──────── Passage provided

A DECADE OF RISING REFUSALS

The numbers trace a steady climb rather than a sudden spike, with F-1 visa refusal rates overall rising from around 23% in 2015 to nearly 35% in 2025, while 2025 alone recorded a 50% increase in refusals compared to 2015 levels, marking one of the steepest shifts in recent years.

What stands out within this broader increase is the regional disparity, as Asian applicants faced refusal rates of around 41%, nearly double those from regions such as North America, South America, and Oceania.

The number of European applicants continued to record the lowest refusal rates at roughly 9%, a figure that has remained relatively stable over the past decade.

For India, the numbers are sharper. Visa rejection rates have increased from 53% to 61% in one year, placing Indian students, who form the largest segment of international students in the US, among those most affected by the tightening visa environment.

“For three decades, the US was every Indian student’s default dream and the formula was simple. In mid-2025, over 6,000 international students had their legal status cancelled overnight while already studying in the US. Most got it back through courts, but the psychological damage to an entire generation of aspirants was real and lasting,” says Ashish Gupta, Co-Founder & CEO EdNex Global.

────────────────

> [Requirements] Retype the passage on F-1 visa refusal rates in full, reproducing every word and mark without alteration.

──────── Listed entries

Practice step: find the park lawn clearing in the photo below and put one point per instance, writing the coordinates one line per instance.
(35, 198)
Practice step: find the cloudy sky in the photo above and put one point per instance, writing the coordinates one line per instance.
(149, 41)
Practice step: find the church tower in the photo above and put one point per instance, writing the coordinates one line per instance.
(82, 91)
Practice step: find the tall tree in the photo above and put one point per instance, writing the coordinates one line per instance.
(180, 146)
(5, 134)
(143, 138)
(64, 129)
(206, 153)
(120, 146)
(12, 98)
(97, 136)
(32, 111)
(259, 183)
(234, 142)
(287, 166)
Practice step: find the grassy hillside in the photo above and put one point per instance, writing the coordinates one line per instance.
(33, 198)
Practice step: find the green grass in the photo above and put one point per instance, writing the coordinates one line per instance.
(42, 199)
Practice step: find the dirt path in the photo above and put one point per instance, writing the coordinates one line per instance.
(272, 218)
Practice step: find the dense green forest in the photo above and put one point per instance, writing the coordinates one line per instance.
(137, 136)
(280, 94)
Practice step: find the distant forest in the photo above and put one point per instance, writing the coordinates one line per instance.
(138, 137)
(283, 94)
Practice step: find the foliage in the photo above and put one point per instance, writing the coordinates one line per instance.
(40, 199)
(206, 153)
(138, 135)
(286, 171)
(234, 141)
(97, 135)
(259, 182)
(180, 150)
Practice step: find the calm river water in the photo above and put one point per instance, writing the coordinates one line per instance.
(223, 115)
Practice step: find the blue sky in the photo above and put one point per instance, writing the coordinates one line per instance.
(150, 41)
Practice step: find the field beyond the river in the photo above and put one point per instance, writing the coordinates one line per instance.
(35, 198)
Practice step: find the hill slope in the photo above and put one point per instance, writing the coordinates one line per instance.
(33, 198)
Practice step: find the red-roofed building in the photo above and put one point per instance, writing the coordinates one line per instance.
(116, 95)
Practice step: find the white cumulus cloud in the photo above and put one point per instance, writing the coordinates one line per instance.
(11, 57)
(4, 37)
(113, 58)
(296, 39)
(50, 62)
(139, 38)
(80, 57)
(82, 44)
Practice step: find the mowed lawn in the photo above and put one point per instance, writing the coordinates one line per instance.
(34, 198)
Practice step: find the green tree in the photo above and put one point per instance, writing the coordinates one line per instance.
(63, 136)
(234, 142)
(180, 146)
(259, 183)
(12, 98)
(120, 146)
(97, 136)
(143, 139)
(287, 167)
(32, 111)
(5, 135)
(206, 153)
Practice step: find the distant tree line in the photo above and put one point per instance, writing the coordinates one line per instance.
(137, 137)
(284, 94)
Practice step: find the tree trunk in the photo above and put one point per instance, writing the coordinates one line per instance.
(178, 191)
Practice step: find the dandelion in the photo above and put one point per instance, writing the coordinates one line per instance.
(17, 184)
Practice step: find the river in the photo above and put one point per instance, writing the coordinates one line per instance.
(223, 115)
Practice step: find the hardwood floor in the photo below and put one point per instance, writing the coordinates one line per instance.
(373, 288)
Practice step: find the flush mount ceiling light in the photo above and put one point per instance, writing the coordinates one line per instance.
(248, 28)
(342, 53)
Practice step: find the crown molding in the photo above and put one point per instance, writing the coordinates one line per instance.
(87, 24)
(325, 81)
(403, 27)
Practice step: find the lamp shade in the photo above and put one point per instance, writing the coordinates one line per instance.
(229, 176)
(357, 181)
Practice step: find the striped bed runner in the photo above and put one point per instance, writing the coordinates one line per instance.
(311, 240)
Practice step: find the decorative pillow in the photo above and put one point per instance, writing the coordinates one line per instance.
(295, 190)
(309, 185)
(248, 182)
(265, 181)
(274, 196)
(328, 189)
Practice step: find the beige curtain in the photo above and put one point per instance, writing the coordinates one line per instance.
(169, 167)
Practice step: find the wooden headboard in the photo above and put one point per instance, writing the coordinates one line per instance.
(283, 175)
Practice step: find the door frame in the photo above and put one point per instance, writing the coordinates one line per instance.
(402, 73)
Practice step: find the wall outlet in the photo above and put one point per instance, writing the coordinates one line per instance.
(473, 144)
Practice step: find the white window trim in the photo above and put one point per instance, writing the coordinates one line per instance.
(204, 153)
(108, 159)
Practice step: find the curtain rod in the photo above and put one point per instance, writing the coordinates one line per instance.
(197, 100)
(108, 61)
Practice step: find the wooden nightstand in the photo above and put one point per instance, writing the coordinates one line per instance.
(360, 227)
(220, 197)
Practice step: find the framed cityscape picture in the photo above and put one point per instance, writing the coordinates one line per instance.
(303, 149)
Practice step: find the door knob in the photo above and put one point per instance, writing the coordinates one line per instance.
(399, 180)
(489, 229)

────────────────

> [The solution]
A DECADE OF RISING REFUSALS

The numbers trace a steady climb rather than a sudden spike, with F-1 visa refusal rates overall rising from around 23% in 2015 to nearly 35% in 2025, while 2025 alone recorded a 50% increase in refusals compared to 2015 levels, marking one of the steepest shifts in recent years.

What stands out within this broader increase is the regional disparity, as Asian applicants faced refusal rates of around 41%, nearly double those from regions such as North America, South America, and Oceania.

The number of European applicants continued to record the lowest refusal rates at roughly 9%, a figure that has remained relatively stable over the past decade.

For India, the numbers are sharper. Visa rejection rates have increased from 53% to 61% in one year, placing Indian students, who form the largest segment of international students in the US, among those most affected by the tightening visa environment.

“For three decades, the US was every Indian student’s default dream and the formula was simple. In mid-2025, over 6,000 international students had their legal status cancelled overnight while already studying in the US. Most got it back through courts, but the psychological damage to an entire generation of aspirants was real and lasting,” says Ashish Gupta, Co-Founder & CEO EdNex Global.